Written request —
Reproduce every line of the following records verbatim, omitting the pictures.

──────── Recorded information

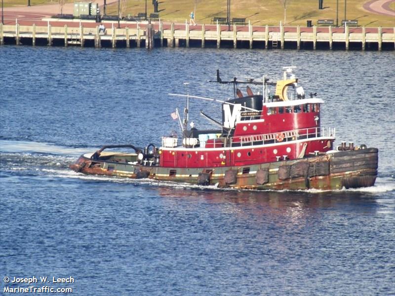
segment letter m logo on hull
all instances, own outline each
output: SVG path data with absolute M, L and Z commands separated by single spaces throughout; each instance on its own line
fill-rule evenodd
M 227 128 L 235 127 L 235 123 L 236 121 L 239 121 L 241 118 L 240 115 L 241 105 L 235 104 L 231 106 L 224 104 L 222 105 L 222 109 L 224 126 Z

────────────────

Answer to the exercise —
segment letter m logo on hull
all instances, own outline each
output: SVG path data with absolute M, L and Z commands separated by single spaces throughout; each instance on its own line
fill-rule evenodd
M 227 128 L 235 127 L 235 123 L 236 121 L 239 121 L 241 118 L 240 115 L 241 105 L 235 104 L 231 106 L 224 104 L 222 105 L 222 109 L 224 126 Z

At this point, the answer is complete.